Verilen metin:
⟨

Dava; … isimli gemiye verilen kurtarma hizmeti alacağına ilişkin olarak gemi donatanı … tarafından Londra’da başlatılan tahkim yargılamasında … Standart Kurtarma ve Tahkim Kuralları uygulanarak İngiliz hakem tarafından verilen tahkim kararının tenfizi istemine ilişkindir.
Yabancı hakem kararlarının tanınması ve tenfizine uygulanacak hükümler 5718 sayılı MÖHUK’de düzenlenmiş olup, MÖHUK 1.maddesi 2.fıkrasında Türkiye Cumhuriyetinin taraf olduğu milletlerarası sözleşme hükümleri saklı tutulmuş olduğundan dava konusu hakem kararının tenfizi koşullarının oluşup oluşmadığının tespitinde Türkiye Cumhuriyeti ve İngiltere’nin taraf olduğu New York Konvansiyonu hükümlerinin esas alınması gerekmektedir.
New York Konvansiyonunun IV.maddesine göre tenfiz talep eden tarafın yabancı hakem kararı ile tahkim anlaşmasının aslını veya usulüne uygun şekilde onaylanmış suretini Türkçe tercümeleri ile birlikte dava dilekçesine eklemesi zorunlu olup, davacı taraf üzerinde yalnızca …yazan 11/07/2017 tarihli hakem kararı ile “davacı Siem Pilot donatanları”, “davalı … ‘da yüklü yükün sahipleri” olarak yazan hakem kararı Türkçe tercümeleri kararın kesinleştiğine ilişkin … Kurtarma …Şubesi Departmanının 05/09/2017 tarihli yazısı ve bu yazının tercümesini dosyaya sunmuş olduğundan N.K.IV.maddesindeki şartın yerine getirildiği belirlidir. Bu durumda, dava konusu hakem kararının tenfizi için New York Konvansiyonunun IV-V.maddelerinde sevk edilen diğer koşulların yerine getirilip getirilmediğine bakılarak tenfiz engelinin bulunup bulunmadığı tespit edilmelidir.

⟩

Yazılı istek 1: Aşağıdaki satırlardan kaçında "window" sözcüğü geçtiğini belirtin; yalnızca sayıyı yazın. Büyük-küçük harf ayrımı dikkate alınır.

Görev satırları:

⟨

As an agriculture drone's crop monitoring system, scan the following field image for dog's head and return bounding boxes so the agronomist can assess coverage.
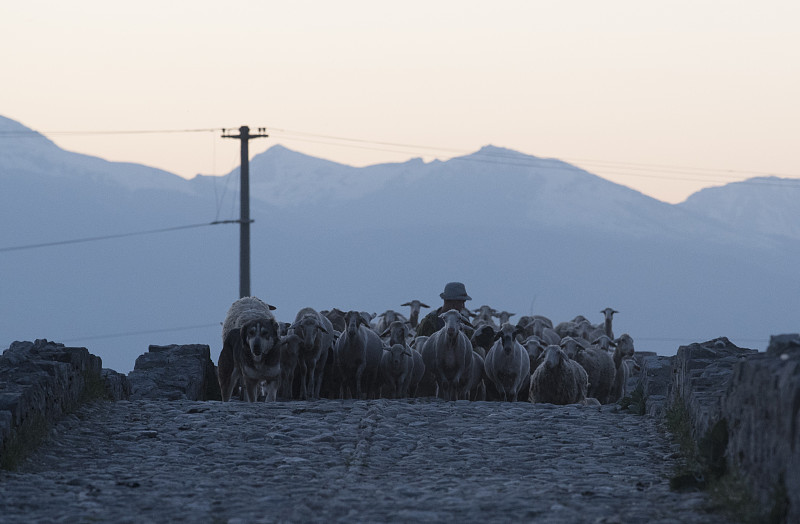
[240,318,280,362]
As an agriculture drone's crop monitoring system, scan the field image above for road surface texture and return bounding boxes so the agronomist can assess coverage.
[0,399,727,524]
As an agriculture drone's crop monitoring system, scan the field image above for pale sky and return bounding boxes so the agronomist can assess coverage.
[0,0,800,202]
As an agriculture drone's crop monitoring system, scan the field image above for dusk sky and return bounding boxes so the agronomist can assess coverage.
[0,0,800,202]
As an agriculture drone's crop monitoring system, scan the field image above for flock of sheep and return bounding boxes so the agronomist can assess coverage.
[218,297,635,404]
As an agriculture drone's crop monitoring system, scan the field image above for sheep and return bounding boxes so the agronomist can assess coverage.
[380,344,414,398]
[592,332,617,352]
[217,297,280,402]
[534,321,561,346]
[484,322,531,402]
[529,346,589,405]
[410,335,430,353]
[421,310,473,400]
[400,299,430,329]
[279,333,302,399]
[372,309,408,333]
[600,307,619,340]
[472,305,500,331]
[470,324,497,358]
[553,337,586,360]
[336,311,383,399]
[522,336,547,370]
[497,311,516,326]
[381,320,428,396]
[467,351,486,400]
[291,307,334,400]
[380,320,411,347]
[609,333,634,402]
[320,308,345,333]
[553,321,582,338]
[575,346,616,404]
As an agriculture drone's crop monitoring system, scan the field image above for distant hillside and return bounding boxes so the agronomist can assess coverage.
[0,119,800,372]
[678,177,800,240]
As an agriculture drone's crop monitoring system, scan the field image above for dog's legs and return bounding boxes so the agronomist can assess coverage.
[219,368,239,402]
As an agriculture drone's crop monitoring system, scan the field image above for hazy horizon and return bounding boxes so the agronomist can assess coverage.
[0,0,800,203]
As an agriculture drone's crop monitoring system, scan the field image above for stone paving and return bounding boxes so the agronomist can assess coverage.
[0,399,728,524]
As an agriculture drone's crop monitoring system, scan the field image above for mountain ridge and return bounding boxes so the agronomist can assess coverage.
[0,116,800,372]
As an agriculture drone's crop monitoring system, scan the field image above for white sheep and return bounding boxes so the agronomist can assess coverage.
[575,346,616,404]
[372,309,408,333]
[610,333,634,402]
[600,307,619,340]
[336,311,383,399]
[472,305,500,331]
[484,322,531,402]
[529,346,589,405]
[496,311,516,326]
[380,344,414,398]
[400,299,430,329]
[422,310,473,400]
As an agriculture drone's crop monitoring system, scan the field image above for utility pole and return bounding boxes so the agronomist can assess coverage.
[222,126,269,298]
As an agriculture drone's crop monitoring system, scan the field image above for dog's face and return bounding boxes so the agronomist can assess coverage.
[241,319,280,362]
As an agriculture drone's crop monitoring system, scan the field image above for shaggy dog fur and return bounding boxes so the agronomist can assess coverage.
[218,297,281,402]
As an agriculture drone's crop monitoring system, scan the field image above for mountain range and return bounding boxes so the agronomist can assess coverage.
[0,117,800,372]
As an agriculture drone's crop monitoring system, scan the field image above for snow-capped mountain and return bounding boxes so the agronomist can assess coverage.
[678,177,800,240]
[0,118,800,372]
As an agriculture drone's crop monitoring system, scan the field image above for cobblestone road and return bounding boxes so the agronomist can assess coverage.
[0,399,726,524]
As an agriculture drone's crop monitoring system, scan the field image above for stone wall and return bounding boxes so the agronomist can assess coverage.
[0,340,102,467]
[0,340,221,468]
[128,344,222,400]
[670,334,800,522]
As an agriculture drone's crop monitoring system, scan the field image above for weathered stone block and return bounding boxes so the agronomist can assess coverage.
[670,337,757,441]
[0,340,102,467]
[722,344,800,522]
[101,368,131,401]
[128,344,222,400]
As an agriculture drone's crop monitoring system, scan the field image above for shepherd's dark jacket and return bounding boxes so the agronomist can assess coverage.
[417,307,444,337]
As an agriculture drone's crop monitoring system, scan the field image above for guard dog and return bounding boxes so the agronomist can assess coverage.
[218,297,281,402]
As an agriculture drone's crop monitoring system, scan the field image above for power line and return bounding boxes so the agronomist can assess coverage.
[270,127,797,182]
[0,127,223,138]
[61,322,220,343]
[0,127,798,185]
[0,220,240,252]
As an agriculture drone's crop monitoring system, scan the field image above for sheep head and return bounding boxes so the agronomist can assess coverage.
[239,318,280,362]
[495,322,523,353]
[439,309,473,341]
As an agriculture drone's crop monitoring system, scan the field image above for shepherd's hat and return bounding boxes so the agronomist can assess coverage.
[439,282,472,300]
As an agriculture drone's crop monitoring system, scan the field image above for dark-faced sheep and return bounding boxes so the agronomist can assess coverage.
[336,311,383,399]
[290,307,333,400]
[484,322,530,402]
[470,324,497,358]
[372,309,408,333]
[600,307,619,340]
[529,346,589,405]
[279,333,302,399]
[218,297,281,402]
[609,333,634,402]
[401,299,430,329]
[381,344,414,398]
[575,346,616,404]
[422,310,473,400]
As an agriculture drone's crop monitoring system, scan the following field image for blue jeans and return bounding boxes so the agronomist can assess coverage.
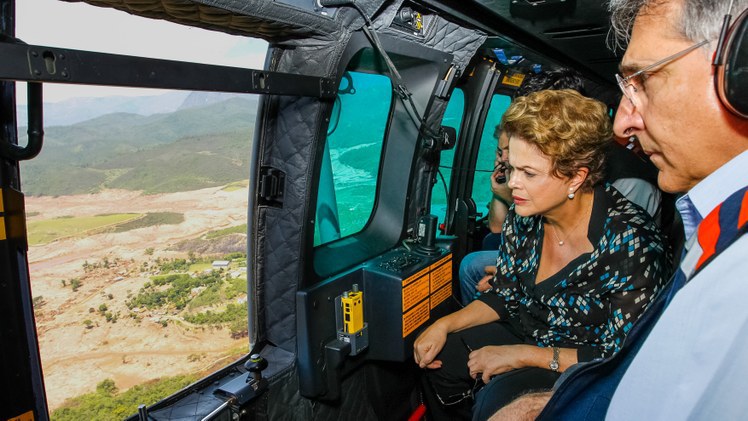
[460,250,499,306]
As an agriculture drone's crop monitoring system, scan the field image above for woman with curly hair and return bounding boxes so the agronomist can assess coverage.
[413,90,668,419]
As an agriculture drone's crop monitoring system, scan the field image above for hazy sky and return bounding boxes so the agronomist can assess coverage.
[16,0,267,104]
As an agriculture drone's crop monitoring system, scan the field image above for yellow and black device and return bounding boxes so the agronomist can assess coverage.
[335,284,369,355]
[340,291,364,333]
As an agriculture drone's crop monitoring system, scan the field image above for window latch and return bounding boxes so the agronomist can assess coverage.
[257,167,286,208]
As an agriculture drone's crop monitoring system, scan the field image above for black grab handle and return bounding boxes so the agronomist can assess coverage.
[0,82,44,161]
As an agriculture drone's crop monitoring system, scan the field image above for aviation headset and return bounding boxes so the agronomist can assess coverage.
[713,5,748,118]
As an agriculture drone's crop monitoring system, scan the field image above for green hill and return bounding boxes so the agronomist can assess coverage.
[20,98,256,195]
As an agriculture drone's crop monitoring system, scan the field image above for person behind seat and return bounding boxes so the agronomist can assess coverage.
[459,67,661,306]
[492,0,748,420]
[413,90,667,418]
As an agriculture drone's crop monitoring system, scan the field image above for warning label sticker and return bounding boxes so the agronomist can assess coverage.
[431,259,452,291]
[403,300,431,338]
[403,273,429,311]
[431,282,452,309]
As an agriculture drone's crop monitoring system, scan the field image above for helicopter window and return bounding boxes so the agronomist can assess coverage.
[16,0,267,420]
[314,72,392,246]
[431,88,465,223]
[472,94,511,212]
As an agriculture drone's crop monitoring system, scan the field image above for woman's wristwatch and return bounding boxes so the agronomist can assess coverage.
[548,346,561,373]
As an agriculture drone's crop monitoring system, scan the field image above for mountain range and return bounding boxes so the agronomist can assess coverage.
[19,92,257,195]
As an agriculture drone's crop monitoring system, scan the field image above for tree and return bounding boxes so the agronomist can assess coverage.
[96,379,117,396]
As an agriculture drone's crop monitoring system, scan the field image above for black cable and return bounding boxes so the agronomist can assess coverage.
[350,2,438,139]
[327,95,343,136]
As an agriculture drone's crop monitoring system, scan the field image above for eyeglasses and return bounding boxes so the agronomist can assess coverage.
[616,40,709,107]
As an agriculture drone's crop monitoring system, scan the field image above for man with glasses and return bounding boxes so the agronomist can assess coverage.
[492,0,748,420]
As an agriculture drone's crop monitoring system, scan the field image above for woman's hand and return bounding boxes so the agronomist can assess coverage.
[413,321,449,368]
[475,266,496,292]
[468,345,536,384]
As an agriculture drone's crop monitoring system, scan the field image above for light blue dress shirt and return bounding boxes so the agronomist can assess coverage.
[606,151,748,421]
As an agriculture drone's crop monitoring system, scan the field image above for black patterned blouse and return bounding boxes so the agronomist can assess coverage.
[480,186,669,362]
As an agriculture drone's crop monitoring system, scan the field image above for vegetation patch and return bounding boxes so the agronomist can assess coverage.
[113,212,184,232]
[205,224,247,240]
[51,375,198,421]
[28,213,142,246]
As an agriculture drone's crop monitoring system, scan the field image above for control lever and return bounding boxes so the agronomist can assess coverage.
[244,354,268,383]
[209,354,268,420]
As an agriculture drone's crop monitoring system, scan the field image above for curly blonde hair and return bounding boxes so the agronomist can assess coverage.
[501,89,613,190]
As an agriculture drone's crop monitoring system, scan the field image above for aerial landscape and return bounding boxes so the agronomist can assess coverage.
[19,93,256,420]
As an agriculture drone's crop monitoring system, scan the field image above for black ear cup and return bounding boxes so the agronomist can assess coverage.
[715,9,748,118]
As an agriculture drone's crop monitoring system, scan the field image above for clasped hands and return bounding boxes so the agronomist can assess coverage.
[413,323,531,384]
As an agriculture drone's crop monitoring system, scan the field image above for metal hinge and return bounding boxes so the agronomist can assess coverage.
[257,167,286,207]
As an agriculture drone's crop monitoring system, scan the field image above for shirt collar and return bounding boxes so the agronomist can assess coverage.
[676,150,748,238]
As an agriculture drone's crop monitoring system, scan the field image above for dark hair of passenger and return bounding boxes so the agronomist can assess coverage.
[514,67,586,98]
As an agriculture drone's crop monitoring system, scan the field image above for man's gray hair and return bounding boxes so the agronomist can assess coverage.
[608,0,748,49]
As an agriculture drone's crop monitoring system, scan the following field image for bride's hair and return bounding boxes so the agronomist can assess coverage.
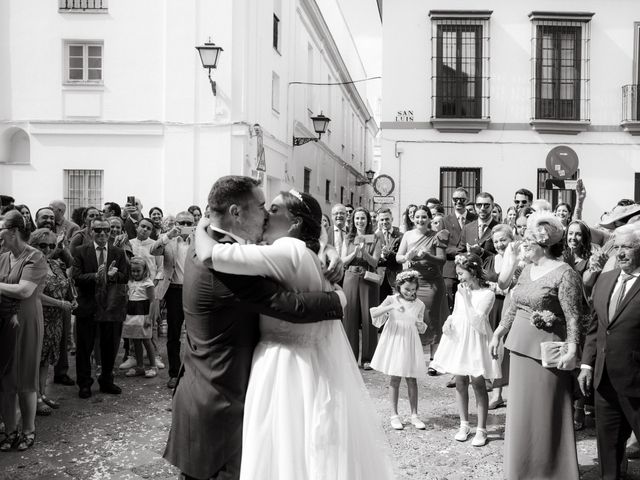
[280,190,322,253]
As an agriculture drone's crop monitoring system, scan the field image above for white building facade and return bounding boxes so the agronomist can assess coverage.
[378,0,640,222]
[0,0,377,213]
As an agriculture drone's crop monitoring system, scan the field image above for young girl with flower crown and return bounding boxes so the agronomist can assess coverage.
[430,253,501,447]
[370,270,427,430]
[122,257,158,378]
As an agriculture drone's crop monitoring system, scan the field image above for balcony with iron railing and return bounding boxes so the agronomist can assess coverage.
[620,85,640,135]
[58,0,109,13]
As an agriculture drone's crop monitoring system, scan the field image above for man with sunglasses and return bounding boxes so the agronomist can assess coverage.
[151,211,195,389]
[458,192,498,260]
[513,188,533,211]
[72,216,129,398]
[442,187,477,312]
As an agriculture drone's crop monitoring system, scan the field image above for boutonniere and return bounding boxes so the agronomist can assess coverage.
[531,310,558,330]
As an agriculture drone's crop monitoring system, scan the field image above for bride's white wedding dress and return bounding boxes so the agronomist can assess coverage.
[212,237,394,480]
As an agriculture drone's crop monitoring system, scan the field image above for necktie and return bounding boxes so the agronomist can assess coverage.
[609,273,633,321]
[478,223,487,240]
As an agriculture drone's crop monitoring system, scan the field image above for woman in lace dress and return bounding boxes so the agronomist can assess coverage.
[396,205,449,364]
[491,212,582,480]
[196,190,394,480]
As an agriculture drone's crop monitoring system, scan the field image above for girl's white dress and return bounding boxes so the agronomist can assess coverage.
[429,288,502,378]
[369,295,427,378]
[212,237,394,480]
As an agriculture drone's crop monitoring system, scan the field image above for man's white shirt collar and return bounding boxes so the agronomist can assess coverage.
[209,225,247,245]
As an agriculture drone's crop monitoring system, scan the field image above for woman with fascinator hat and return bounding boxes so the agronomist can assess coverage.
[491,212,583,480]
[196,190,394,480]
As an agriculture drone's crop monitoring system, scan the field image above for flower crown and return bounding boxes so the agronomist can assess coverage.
[289,188,304,203]
[453,253,480,269]
[396,270,420,285]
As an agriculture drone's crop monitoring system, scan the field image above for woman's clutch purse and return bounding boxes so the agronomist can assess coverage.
[363,271,382,285]
[540,342,578,370]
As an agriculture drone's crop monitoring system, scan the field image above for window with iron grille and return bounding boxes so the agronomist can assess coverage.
[429,10,491,119]
[64,170,104,212]
[622,22,640,124]
[440,167,482,215]
[529,12,593,121]
[64,40,103,84]
[303,168,311,193]
[537,168,580,209]
[273,13,280,52]
[58,0,109,13]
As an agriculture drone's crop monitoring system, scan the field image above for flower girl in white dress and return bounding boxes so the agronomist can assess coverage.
[196,190,394,480]
[369,270,427,430]
[430,253,501,447]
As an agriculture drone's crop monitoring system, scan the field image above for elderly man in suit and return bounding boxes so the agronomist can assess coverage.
[327,203,349,253]
[151,211,194,388]
[72,217,129,398]
[376,207,402,300]
[458,192,498,260]
[442,187,477,312]
[164,176,344,480]
[578,223,640,480]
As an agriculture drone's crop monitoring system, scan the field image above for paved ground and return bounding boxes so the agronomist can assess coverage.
[0,344,640,480]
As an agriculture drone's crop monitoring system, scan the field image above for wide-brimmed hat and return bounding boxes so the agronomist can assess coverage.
[527,210,564,247]
[600,204,640,228]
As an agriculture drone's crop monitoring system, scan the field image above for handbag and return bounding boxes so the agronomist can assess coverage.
[540,342,578,370]
[363,271,382,285]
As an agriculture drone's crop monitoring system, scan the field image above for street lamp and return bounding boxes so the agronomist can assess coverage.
[356,170,376,187]
[196,38,223,97]
[293,112,331,147]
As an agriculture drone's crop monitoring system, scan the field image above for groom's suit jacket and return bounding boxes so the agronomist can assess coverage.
[582,268,640,397]
[164,234,342,478]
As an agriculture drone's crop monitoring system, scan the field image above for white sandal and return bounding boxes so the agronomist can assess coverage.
[453,423,471,442]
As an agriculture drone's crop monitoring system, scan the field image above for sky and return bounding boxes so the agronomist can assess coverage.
[337,0,382,116]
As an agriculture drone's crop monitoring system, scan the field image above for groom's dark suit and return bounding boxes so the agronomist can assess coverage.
[164,232,342,480]
[582,269,640,480]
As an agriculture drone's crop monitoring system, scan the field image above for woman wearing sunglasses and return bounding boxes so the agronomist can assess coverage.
[0,210,47,452]
[29,228,76,415]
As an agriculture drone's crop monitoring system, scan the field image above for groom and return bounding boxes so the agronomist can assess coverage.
[164,176,342,480]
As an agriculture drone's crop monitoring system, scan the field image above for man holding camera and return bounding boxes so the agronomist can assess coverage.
[151,211,195,388]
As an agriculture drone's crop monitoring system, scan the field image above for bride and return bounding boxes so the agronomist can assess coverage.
[196,190,394,480]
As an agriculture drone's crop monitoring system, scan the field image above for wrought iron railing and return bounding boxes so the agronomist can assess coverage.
[622,85,640,122]
[58,0,109,12]
[531,20,591,121]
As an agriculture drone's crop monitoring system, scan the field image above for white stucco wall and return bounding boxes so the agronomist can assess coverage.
[381,0,640,222]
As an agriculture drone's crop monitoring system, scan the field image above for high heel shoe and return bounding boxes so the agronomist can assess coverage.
[16,430,36,452]
[0,430,20,452]
[453,423,471,442]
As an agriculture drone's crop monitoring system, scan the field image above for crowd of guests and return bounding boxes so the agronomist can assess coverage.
[0,182,640,479]
[0,196,202,451]
[325,181,640,479]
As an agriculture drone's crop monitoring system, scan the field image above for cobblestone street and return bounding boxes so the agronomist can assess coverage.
[0,344,640,480]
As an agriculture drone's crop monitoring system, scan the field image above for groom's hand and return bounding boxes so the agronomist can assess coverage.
[194,217,216,267]
[324,245,344,283]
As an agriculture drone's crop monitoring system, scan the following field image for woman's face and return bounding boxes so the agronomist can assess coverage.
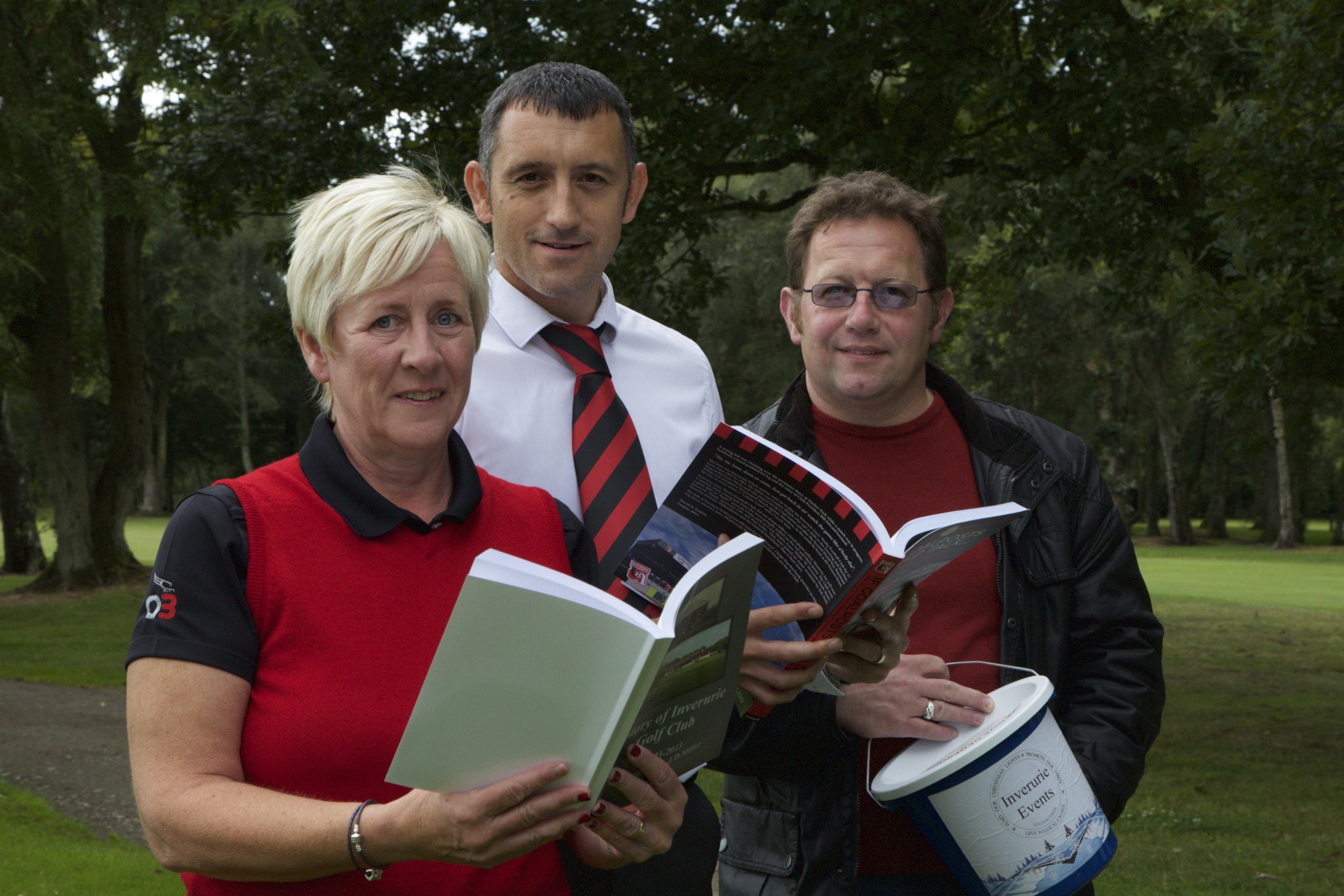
[301,242,476,461]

⟩

Yazılı istek 2: Verilen metne göre yabancı hakem kararlarının tanınması ve tenfizine uygulanacak hükümler hangi kanunda düzenlenmiştir?

Yanıt 1: 3

Yanıt 2: 5718 sayılı MÖHUK’de.